§ **What to produce**: The required output is all lines below that contain the word "instance".

•••••

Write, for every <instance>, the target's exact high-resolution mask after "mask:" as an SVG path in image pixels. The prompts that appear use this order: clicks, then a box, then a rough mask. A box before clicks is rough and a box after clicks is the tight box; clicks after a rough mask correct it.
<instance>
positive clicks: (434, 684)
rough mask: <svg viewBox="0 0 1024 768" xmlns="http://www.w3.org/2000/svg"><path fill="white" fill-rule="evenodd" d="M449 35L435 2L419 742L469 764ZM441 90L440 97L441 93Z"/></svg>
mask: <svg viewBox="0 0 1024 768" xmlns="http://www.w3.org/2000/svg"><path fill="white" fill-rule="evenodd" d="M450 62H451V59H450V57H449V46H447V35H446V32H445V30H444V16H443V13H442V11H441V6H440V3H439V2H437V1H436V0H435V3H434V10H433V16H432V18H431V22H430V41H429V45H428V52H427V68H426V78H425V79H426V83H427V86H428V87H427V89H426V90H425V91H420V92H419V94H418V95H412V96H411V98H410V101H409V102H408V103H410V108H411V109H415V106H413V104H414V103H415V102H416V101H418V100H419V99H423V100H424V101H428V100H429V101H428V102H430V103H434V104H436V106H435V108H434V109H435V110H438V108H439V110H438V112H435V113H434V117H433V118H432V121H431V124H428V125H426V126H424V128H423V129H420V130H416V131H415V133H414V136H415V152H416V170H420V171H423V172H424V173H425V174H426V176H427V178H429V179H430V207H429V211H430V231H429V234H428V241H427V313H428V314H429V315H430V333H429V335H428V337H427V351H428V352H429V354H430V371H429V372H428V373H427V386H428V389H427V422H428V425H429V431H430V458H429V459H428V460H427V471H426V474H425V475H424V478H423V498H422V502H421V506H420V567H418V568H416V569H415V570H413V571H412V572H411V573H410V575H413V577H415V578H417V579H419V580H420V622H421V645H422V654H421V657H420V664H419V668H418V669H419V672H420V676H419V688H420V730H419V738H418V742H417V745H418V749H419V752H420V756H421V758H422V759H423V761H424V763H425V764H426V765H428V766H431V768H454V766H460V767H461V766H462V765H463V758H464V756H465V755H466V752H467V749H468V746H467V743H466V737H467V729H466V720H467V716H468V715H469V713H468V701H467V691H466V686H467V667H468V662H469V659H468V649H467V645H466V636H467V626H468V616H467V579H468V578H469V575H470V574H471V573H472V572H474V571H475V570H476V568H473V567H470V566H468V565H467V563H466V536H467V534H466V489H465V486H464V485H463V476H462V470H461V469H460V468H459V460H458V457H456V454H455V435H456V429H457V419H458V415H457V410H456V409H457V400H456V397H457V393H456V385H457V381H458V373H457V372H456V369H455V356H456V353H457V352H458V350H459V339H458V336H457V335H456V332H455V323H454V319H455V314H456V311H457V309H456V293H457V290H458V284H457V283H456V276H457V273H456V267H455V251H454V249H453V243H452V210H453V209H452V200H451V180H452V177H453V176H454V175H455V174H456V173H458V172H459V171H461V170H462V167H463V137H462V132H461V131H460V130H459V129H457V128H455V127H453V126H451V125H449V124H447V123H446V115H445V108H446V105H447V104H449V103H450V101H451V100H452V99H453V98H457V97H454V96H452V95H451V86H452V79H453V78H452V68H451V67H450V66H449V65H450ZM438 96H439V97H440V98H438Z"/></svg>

•••••

§ **Written answer**:
Write, for every <instance>, the target's exact high-resolution mask after "mask:" as an SVG path in image pixels. The prompts that appear use this order: clicks, then a box, then a rough mask. A box before clicks is rough and a box after clicks is the tight box; clicks after a rough mask correct it.
<instance>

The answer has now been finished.